# [Exercise description]
Copy the listing below from the line containing "Practice step: locate the lattice" through the line containing "point(23, 221)", keeping the requests, and offset every point coordinate in the answers by adding 38. Omit the pictures.

# [Information given]
%%

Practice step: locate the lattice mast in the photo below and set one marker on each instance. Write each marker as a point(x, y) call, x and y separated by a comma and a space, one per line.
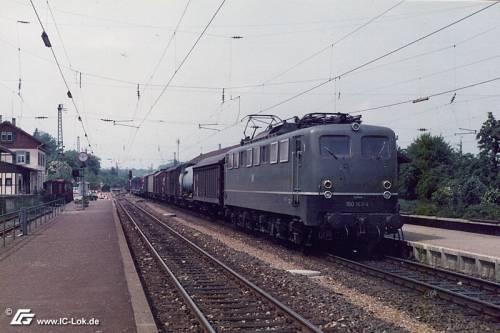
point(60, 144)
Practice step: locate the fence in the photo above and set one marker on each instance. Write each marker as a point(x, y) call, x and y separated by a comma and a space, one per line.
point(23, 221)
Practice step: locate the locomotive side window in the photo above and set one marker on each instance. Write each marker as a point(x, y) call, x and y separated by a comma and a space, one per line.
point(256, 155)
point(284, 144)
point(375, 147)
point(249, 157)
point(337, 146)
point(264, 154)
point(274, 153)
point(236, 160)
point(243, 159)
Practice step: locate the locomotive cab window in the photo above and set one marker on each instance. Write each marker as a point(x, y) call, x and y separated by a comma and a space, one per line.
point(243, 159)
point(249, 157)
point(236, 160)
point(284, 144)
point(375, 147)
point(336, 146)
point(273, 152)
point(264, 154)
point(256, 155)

%%
%%

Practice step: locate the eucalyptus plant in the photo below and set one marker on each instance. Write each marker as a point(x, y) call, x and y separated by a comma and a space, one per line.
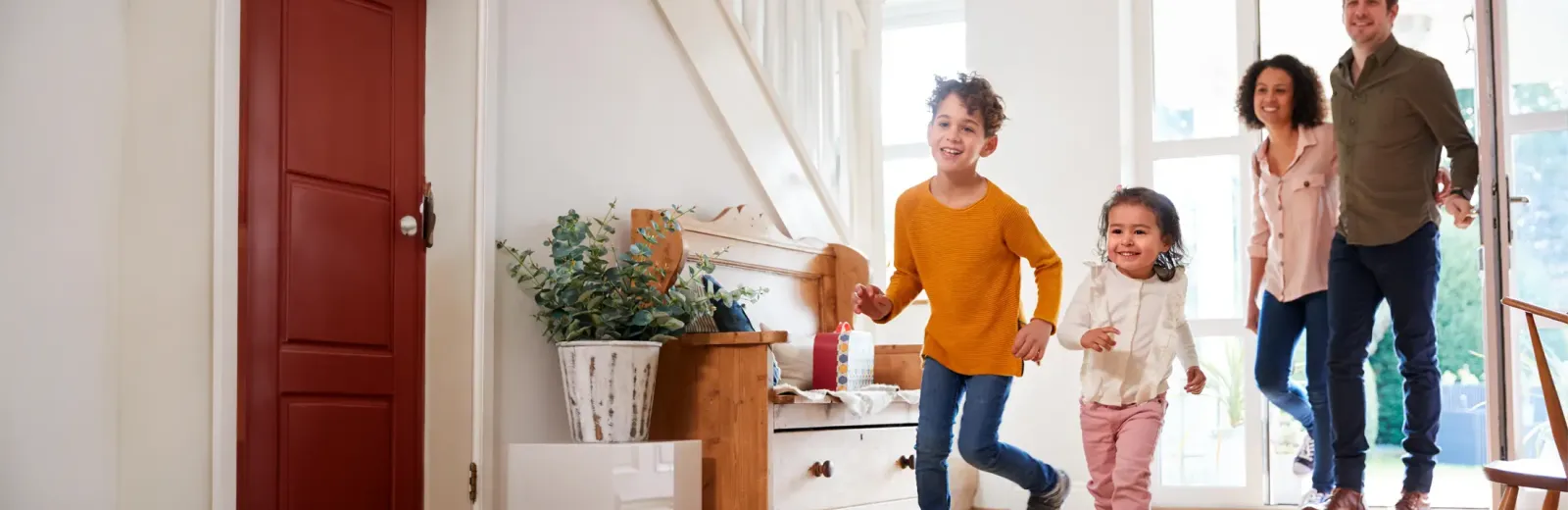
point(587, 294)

%%

# [Solved problem]
Practice step: locate the lattice mast in the photo below and set one marker on each instance. Write each marker as a point(x, y) call, x and y separated by a comma and a space, one per line.
point(98, 182)
Practice step: locate the fence in the photo above and set one marker on each instance. Write each marker as a point(x, y) call, x and y separated by a comma and a space, one per line.
point(61, 259)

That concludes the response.